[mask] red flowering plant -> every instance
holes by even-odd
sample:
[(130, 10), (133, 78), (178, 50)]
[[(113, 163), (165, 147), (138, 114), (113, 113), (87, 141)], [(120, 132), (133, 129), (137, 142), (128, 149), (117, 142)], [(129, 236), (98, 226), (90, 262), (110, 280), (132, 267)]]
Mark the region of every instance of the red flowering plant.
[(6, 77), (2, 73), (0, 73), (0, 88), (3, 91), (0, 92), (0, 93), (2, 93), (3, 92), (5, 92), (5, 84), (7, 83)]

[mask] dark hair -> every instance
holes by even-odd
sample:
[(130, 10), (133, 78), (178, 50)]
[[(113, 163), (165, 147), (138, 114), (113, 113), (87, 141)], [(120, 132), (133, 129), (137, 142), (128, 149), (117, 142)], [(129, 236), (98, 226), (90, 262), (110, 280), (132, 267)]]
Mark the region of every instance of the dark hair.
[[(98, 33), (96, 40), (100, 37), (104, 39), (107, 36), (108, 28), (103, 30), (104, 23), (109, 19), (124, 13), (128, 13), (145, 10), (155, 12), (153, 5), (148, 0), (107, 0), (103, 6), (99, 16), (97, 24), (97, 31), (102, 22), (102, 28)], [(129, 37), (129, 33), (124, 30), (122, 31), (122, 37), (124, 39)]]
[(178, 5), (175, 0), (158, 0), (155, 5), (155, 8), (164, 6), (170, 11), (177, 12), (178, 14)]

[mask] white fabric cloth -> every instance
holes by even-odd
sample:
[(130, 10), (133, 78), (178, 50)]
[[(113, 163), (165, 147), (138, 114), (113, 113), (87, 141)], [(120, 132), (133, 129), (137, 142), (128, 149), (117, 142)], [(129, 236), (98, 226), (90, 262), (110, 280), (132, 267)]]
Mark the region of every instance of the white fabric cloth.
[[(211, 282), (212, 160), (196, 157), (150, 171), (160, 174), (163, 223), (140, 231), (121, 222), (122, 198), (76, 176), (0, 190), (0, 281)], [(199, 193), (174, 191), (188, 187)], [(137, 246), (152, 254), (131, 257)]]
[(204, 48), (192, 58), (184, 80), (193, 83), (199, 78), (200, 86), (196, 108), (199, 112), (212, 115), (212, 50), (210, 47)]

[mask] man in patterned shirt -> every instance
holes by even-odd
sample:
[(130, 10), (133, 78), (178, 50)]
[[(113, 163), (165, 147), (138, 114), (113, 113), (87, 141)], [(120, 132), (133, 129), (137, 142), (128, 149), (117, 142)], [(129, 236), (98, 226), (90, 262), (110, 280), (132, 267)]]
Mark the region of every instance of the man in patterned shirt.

Instructions to follow =>
Rewrite all of the data above, changing every occurrence of "every instance" to "all instances" and leaving everything else the same.

Output of the exercise =>
[mask] red flowering plant -> all instances
holes by even-odd
sample:
[(130, 10), (133, 78), (178, 50)]
[[(113, 163), (165, 147), (138, 114), (113, 113), (87, 141)], [(120, 132), (133, 129), (137, 142), (128, 149), (117, 142)], [(129, 236), (98, 226), (90, 262), (110, 280), (132, 267)]]
Mark the region of all instances of the red flowering plant.
[(6, 77), (2, 73), (0, 73), (0, 88), (3, 91), (0, 92), (0, 93), (2, 93), (3, 92), (5, 92), (5, 84), (7, 83)]

[mask] dark hair -> all instances
holes by even-odd
sample:
[(130, 10), (133, 78), (178, 50)]
[[(113, 163), (165, 147), (138, 114), (113, 113), (87, 141)], [(120, 132), (133, 129), (137, 142), (128, 149), (117, 142)], [(129, 236), (98, 226), (90, 262), (110, 280), (132, 267)]]
Mark the region of all instances of the dark hair.
[[(98, 33), (96, 40), (100, 37), (104, 39), (107, 36), (108, 28), (103, 30), (104, 23), (109, 19), (124, 13), (128, 13), (145, 10), (155, 12), (153, 5), (148, 0), (107, 0), (103, 6), (99, 16), (97, 24), (97, 31), (102, 22), (102, 28)], [(129, 37), (129, 33), (124, 30), (122, 31), (122, 37), (124, 39)]]
[(178, 5), (175, 0), (158, 0), (155, 5), (155, 8), (164, 6), (170, 11), (177, 12), (178, 14)]

[mask] white fabric cloth -> all instances
holes by even-odd
sample:
[(130, 10), (133, 78), (178, 50)]
[[(113, 163), (165, 147), (138, 114), (113, 113), (87, 141)], [(120, 132), (133, 129), (137, 142), (128, 149), (117, 142)], [(129, 236), (98, 226), (90, 262), (110, 280), (132, 267)]]
Mark the region of all instances of the white fabric cloth.
[[(211, 282), (212, 160), (196, 157), (150, 171), (160, 174), (163, 223), (140, 231), (121, 222), (122, 198), (76, 176), (0, 190), (0, 281)], [(199, 193), (174, 191), (188, 187)], [(137, 246), (152, 254), (131, 257)]]
[(204, 48), (192, 58), (184, 80), (193, 83), (199, 78), (200, 86), (196, 108), (199, 112), (212, 115), (212, 50), (210, 47)]

[mask] man in patterned shirt -> all instances
holes by even-odd
sample:
[(130, 10), (133, 78), (178, 50)]
[[(113, 163), (165, 147), (138, 114), (113, 113), (87, 141)], [(120, 132), (133, 129), (137, 142), (128, 149), (117, 142)], [(129, 236), (98, 226), (90, 262), (110, 280), (132, 267)]]
Mark the region of all instances of the man in patterned shirt.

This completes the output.